AIM: Reproduce the data below verbatim, line for line, and omit the picture.

TASK MATERIAL:
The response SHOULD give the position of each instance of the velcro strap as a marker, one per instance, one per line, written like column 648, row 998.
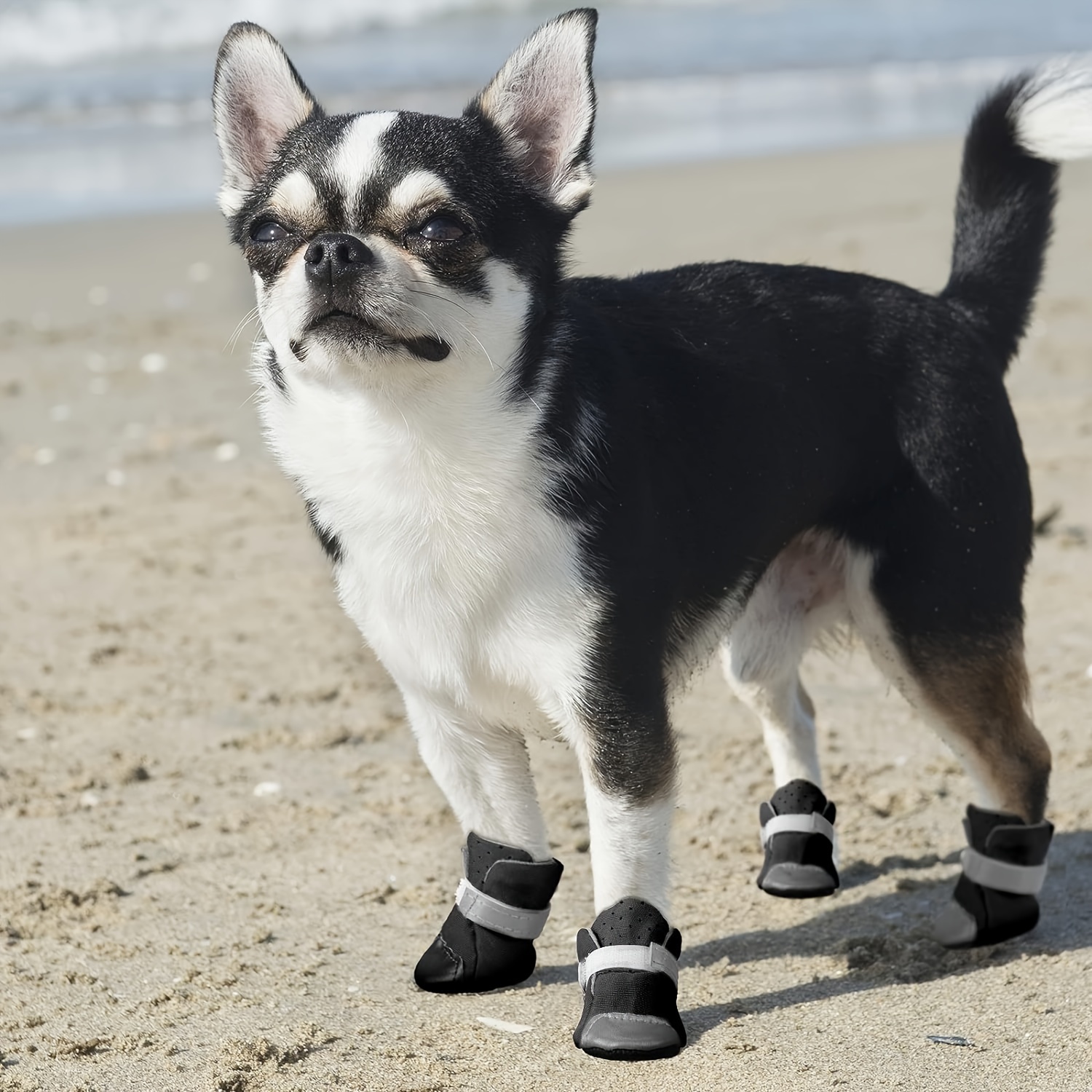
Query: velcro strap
column 804, row 825
column 629, row 958
column 500, row 917
column 1000, row 876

SOLUTION TO THIS EXERCISE:
The response SHOULD give the position of each instance of the velcro strap as a marker, one per instance, one per line, written like column 648, row 998.
Query: velcro strap
column 804, row 825
column 629, row 958
column 500, row 917
column 1000, row 876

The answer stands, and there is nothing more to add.